--- BEGIN Raw records ---
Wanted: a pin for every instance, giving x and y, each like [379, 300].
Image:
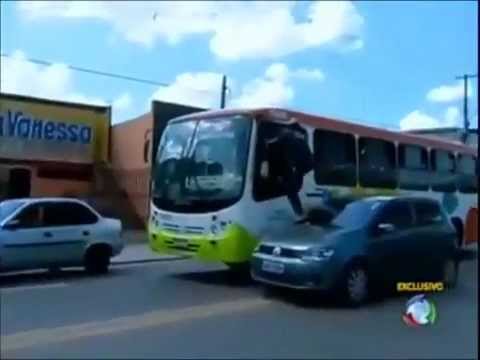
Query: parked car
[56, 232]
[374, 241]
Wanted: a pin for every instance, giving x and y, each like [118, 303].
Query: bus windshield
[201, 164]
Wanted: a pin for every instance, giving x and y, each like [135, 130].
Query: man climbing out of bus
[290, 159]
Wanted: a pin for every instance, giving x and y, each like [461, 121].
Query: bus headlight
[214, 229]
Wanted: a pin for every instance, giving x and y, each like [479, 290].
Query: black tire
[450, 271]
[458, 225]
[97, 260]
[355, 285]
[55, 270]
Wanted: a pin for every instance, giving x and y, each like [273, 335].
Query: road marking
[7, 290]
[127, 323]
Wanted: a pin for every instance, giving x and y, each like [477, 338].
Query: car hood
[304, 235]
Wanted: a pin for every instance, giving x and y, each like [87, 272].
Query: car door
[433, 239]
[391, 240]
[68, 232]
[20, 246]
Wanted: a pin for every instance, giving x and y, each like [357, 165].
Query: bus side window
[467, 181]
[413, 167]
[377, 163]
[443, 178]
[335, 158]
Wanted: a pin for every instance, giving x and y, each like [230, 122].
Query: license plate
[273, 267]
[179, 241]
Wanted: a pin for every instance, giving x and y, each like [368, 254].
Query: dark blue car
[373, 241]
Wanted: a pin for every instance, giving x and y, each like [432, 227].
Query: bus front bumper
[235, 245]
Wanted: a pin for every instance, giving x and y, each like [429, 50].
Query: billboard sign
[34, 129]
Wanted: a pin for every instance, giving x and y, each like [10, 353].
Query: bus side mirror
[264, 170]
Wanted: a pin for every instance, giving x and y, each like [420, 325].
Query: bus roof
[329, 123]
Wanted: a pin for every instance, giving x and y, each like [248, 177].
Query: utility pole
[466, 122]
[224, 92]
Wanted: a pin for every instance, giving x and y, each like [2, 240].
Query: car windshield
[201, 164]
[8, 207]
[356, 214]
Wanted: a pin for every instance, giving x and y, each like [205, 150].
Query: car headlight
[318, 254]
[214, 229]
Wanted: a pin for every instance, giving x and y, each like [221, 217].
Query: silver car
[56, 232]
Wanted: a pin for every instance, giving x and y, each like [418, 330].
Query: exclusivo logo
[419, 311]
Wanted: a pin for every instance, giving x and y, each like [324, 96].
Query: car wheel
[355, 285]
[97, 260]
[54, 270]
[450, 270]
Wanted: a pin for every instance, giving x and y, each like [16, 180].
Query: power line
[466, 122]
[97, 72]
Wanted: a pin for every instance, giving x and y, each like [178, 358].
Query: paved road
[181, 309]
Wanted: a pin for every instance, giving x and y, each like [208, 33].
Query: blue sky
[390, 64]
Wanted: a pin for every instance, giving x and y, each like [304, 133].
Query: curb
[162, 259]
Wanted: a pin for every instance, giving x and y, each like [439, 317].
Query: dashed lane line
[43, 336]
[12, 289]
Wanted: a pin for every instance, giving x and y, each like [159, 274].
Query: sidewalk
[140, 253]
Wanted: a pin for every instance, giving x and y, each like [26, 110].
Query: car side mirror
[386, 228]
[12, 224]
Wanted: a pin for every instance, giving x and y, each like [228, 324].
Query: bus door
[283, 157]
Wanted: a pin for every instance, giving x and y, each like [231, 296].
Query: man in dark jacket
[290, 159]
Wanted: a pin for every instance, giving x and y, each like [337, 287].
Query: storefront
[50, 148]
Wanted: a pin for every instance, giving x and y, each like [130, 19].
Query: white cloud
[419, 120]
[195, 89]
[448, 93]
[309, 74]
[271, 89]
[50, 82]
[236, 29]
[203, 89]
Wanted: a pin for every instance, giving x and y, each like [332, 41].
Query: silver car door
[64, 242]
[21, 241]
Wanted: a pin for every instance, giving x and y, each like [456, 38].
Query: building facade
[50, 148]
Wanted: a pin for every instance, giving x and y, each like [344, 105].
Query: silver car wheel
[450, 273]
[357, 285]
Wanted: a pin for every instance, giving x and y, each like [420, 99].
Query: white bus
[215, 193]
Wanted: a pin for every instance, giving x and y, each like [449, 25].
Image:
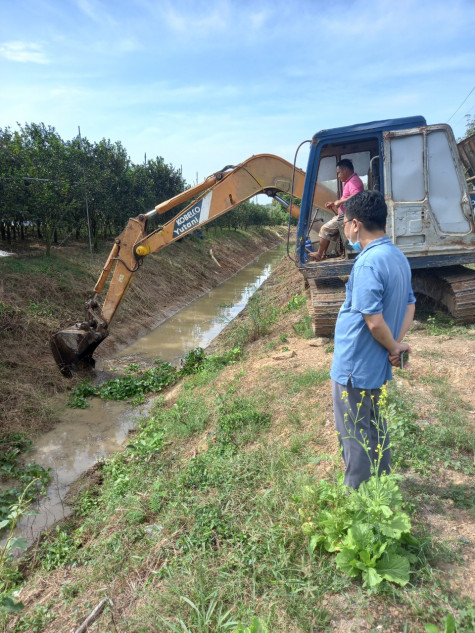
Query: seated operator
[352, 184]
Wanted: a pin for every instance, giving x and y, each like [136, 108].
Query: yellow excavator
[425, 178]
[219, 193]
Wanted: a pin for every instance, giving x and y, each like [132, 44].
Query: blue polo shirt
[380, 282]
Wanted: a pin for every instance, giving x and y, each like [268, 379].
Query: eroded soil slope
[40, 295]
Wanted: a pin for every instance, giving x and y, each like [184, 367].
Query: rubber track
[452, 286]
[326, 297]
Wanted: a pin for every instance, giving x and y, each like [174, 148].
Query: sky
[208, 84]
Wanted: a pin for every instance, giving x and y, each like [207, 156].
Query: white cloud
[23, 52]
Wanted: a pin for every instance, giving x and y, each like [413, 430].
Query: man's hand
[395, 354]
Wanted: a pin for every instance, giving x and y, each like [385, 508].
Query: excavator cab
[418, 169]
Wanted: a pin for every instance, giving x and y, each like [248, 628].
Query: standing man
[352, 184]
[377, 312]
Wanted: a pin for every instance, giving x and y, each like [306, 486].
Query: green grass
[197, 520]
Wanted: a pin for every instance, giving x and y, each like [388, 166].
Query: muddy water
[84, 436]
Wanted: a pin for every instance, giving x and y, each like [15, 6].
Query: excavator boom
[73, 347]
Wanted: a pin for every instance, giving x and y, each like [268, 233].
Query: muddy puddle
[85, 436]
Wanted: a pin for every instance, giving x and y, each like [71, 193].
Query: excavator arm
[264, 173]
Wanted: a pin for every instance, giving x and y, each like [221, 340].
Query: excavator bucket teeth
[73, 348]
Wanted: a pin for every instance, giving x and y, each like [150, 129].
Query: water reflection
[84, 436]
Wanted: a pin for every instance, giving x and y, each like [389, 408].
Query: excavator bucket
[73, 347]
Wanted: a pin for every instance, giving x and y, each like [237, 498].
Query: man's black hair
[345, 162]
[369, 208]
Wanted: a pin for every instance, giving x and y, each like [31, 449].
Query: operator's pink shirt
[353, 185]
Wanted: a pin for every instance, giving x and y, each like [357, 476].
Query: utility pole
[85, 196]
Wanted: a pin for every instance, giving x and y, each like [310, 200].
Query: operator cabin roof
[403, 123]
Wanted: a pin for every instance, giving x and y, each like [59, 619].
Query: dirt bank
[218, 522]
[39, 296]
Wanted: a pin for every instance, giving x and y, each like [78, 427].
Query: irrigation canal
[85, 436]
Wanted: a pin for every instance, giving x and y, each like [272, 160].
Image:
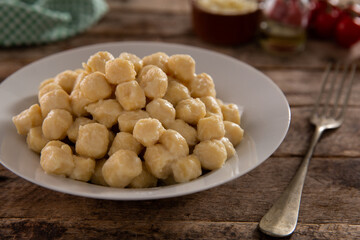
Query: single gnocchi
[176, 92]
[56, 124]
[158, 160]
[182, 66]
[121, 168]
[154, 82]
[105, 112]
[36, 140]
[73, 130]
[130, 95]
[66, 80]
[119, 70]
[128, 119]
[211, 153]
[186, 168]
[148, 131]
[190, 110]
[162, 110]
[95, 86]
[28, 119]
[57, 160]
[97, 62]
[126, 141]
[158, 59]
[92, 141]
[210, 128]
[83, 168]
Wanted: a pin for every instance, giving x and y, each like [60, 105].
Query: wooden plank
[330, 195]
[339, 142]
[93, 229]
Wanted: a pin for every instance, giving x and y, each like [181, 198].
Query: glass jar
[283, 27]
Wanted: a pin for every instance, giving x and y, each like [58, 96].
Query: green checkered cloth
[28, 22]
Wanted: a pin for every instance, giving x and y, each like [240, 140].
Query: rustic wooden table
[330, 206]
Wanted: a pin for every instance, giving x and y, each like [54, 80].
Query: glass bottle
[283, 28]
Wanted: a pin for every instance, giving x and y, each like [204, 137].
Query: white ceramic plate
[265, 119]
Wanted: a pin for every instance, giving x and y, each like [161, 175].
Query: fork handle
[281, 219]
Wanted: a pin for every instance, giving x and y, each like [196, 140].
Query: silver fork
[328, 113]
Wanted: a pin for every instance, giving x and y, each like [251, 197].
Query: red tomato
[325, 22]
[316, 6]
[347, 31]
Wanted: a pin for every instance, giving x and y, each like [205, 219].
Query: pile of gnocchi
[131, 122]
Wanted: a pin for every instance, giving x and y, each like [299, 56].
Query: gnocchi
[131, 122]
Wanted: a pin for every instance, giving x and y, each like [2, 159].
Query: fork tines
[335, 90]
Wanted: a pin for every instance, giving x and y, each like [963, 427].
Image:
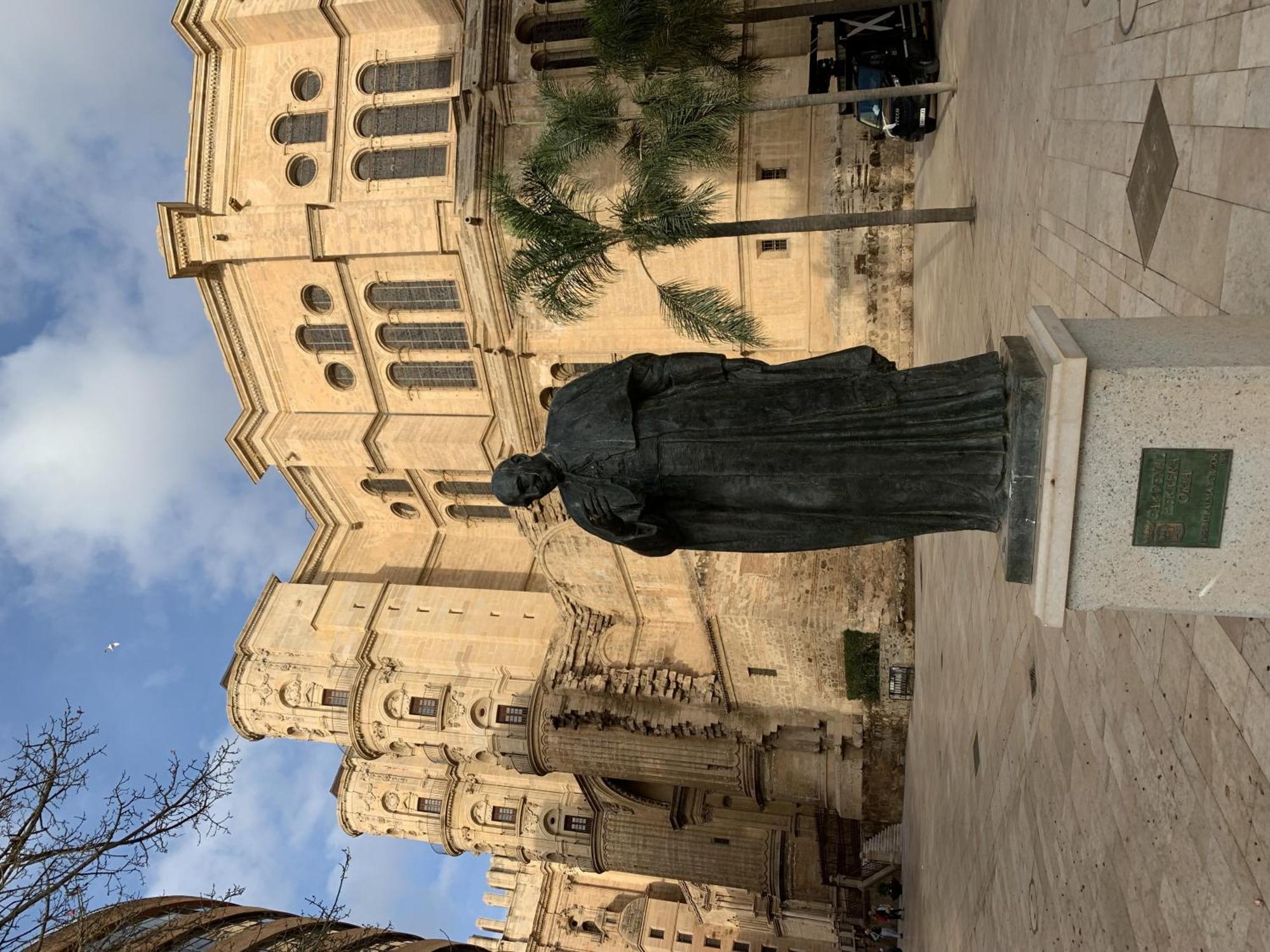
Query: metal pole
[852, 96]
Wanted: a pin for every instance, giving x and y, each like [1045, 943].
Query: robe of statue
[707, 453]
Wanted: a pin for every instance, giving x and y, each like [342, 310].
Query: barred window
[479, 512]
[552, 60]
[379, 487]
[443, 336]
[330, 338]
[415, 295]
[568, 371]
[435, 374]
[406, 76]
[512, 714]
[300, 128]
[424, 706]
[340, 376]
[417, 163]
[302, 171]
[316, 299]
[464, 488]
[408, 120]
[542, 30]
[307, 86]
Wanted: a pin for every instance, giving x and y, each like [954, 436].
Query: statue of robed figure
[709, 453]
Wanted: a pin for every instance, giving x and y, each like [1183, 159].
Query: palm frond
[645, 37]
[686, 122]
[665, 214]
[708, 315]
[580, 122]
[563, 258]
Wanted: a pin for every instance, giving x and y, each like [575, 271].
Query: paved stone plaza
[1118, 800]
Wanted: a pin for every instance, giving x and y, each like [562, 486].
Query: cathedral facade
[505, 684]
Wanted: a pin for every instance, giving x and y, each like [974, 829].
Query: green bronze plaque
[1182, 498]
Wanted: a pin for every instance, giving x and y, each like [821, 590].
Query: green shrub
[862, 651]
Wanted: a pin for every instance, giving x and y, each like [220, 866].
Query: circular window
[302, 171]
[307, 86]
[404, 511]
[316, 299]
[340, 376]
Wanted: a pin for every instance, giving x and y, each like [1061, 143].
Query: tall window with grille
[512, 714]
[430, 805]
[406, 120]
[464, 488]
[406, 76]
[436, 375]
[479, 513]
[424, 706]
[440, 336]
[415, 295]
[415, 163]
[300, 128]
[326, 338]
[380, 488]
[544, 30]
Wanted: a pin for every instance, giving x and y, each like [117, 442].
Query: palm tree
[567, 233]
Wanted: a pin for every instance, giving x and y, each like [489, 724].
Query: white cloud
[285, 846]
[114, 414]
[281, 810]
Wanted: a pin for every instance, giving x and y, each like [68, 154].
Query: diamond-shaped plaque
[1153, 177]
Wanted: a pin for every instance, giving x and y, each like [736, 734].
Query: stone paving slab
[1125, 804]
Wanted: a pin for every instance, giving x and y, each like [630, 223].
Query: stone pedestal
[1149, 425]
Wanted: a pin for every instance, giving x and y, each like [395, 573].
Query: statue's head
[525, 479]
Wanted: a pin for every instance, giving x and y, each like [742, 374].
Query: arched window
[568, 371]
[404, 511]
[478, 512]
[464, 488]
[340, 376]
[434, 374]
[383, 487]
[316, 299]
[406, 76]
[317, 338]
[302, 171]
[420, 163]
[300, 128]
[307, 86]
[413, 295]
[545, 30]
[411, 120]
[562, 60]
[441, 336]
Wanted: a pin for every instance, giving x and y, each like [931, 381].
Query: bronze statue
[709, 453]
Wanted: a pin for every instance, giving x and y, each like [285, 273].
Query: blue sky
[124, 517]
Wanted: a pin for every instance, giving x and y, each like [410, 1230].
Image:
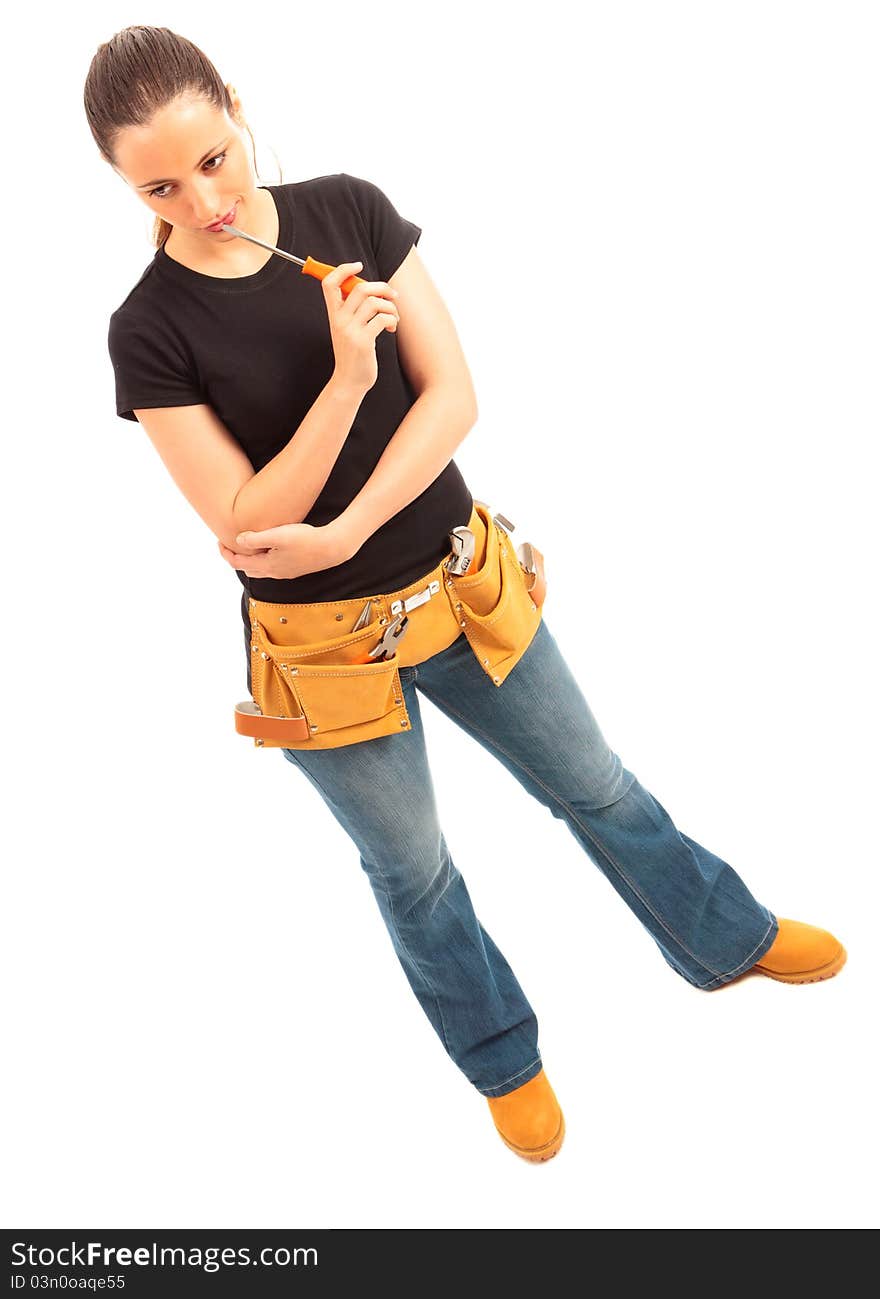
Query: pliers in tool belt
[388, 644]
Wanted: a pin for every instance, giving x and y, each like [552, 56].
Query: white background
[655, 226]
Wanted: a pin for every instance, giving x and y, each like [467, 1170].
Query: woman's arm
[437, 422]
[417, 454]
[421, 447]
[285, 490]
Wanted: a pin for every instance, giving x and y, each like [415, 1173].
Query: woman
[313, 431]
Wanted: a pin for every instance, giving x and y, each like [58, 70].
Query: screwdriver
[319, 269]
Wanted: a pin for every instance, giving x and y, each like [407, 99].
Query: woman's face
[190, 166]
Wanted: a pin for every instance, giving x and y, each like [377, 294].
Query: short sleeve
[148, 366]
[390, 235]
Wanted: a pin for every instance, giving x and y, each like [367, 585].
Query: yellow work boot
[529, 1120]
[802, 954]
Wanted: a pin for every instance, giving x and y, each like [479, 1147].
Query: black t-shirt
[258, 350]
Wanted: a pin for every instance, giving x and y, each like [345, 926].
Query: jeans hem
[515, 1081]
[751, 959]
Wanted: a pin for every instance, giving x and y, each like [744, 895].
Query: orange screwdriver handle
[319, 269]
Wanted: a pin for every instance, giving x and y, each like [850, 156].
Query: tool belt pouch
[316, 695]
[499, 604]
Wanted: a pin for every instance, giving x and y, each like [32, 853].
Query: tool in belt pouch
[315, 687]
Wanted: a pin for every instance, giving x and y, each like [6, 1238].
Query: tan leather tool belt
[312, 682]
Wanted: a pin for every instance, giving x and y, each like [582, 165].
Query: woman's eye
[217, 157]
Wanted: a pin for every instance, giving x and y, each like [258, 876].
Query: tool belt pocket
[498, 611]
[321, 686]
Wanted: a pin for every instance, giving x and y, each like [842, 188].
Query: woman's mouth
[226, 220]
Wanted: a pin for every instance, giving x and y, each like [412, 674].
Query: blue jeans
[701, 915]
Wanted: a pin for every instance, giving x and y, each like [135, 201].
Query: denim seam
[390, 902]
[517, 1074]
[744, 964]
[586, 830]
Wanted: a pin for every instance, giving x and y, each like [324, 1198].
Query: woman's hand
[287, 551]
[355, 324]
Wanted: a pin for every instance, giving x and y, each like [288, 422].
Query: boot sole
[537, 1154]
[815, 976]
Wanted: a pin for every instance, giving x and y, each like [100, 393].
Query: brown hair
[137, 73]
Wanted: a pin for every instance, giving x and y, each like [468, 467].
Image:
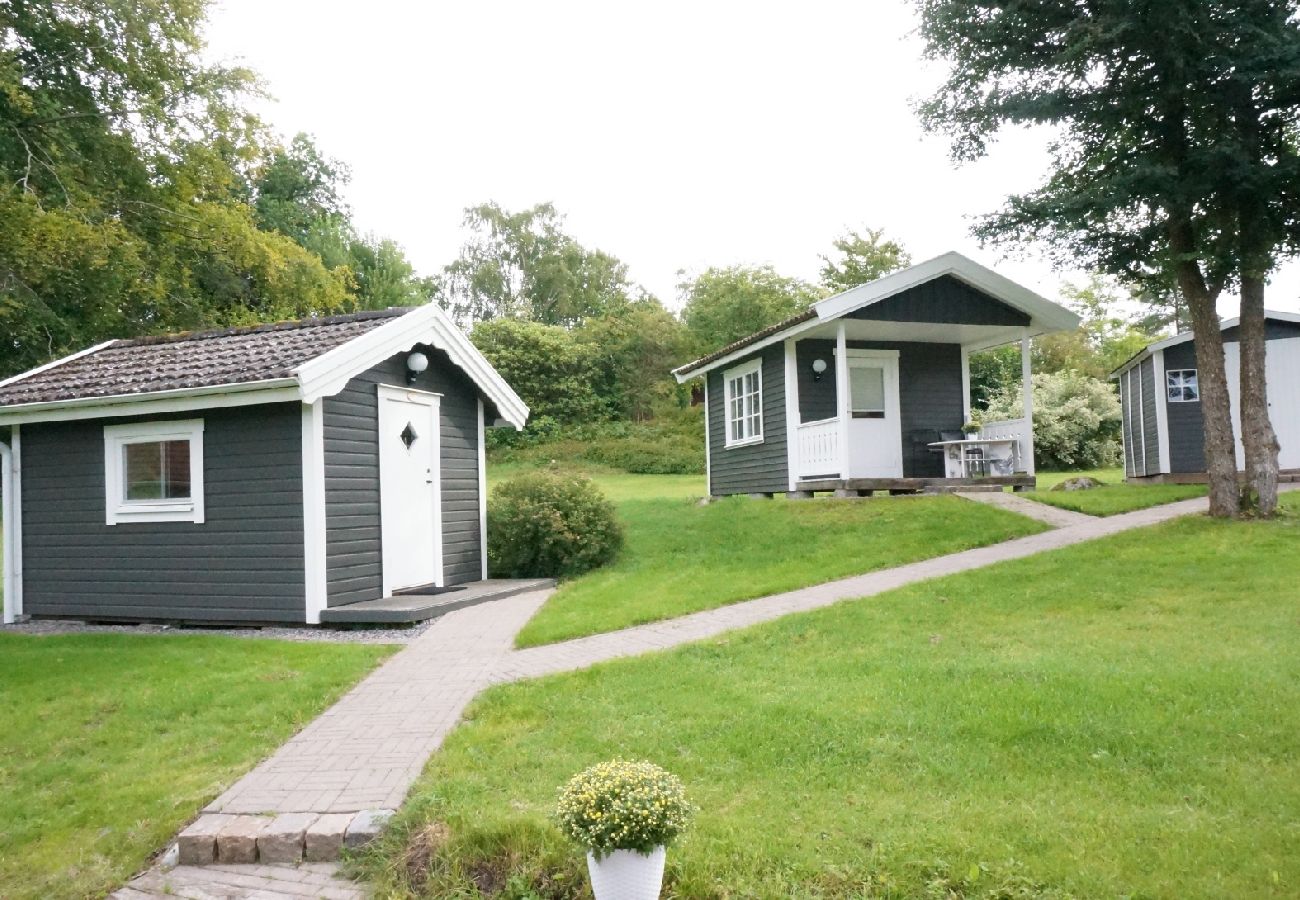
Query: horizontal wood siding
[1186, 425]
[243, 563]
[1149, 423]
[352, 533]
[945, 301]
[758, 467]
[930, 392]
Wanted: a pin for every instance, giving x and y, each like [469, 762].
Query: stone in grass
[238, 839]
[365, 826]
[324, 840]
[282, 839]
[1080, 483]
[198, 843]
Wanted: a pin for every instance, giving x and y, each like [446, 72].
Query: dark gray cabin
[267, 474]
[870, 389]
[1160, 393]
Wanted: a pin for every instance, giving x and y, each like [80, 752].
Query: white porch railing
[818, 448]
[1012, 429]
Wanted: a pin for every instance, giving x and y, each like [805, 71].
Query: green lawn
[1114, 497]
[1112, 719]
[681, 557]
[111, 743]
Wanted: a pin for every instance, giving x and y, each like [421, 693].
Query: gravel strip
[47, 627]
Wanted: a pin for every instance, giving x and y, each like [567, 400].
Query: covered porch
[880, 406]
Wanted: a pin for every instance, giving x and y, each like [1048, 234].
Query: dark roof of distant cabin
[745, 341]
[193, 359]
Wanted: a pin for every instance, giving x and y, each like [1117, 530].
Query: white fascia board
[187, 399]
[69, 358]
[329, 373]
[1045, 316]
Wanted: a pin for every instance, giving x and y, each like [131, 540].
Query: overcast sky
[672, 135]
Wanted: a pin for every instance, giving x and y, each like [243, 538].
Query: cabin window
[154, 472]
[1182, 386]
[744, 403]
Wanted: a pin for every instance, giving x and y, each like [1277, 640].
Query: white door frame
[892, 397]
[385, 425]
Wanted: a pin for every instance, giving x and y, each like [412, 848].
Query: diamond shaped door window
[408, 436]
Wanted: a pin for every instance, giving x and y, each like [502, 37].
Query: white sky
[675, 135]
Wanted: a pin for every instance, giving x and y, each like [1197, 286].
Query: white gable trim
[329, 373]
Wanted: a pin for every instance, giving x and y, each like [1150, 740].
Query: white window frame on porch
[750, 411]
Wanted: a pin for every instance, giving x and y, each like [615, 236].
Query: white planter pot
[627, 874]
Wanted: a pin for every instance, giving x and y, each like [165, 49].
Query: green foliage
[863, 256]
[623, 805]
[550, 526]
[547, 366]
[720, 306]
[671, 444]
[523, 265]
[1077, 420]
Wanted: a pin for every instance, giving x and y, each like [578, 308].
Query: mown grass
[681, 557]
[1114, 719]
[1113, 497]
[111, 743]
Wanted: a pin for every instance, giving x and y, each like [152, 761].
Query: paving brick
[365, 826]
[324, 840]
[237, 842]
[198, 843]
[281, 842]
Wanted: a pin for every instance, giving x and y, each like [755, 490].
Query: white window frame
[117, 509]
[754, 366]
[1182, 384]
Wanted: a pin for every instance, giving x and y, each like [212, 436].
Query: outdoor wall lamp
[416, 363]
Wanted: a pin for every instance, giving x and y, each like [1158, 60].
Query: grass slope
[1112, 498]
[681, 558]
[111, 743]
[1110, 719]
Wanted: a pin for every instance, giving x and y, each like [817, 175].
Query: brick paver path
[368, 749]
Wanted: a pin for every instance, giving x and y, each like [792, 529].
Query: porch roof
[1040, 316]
--- END Raw records ---
- [What you are asked to do] Beginning at the line that holds "like [1150, 740].", write out word for word each line through the end of the records.

- [The response]
Wanted: a pin for every instance, giving x and y, each like [1150, 740].
Query: white window frame on porch
[750, 411]
Wanted: a pin for every instance, giving x and y, each like [615, 236].
Query: white planter pot
[627, 874]
Wanted: a pin for every instance, giving x and y, each like [165, 49].
Query: green foliage
[863, 256]
[623, 805]
[550, 526]
[547, 366]
[720, 306]
[671, 444]
[523, 265]
[1077, 420]
Wanted: a pin for every instance, giving x and y, each like [578, 308].
Query: mown grass
[681, 557]
[1114, 719]
[1113, 497]
[111, 743]
Wanted: a pin for every instance, giving x and y, each like [152, 761].
Query: paving brick
[365, 826]
[324, 840]
[237, 842]
[198, 843]
[281, 842]
Wanted: a pin for every instance, giving x and y, each like [755, 490].
Query: white window frame
[117, 509]
[754, 366]
[1182, 384]
Wanted: a pin for every instance, giving x and y, each like [212, 436].
Query: outdoor wall lamp
[416, 363]
Wanted: a pin for every instance, giving x and y, each like [1158, 60].
Query: grass slope
[1112, 498]
[681, 558]
[111, 743]
[1110, 719]
Wanted: a pin for every instance, giving x and y, each like [817, 175].
Query: brick paver path
[368, 749]
Wanted: a pin for every instance, giving x and y, each like [792, 529].
Query: porch roof
[1040, 316]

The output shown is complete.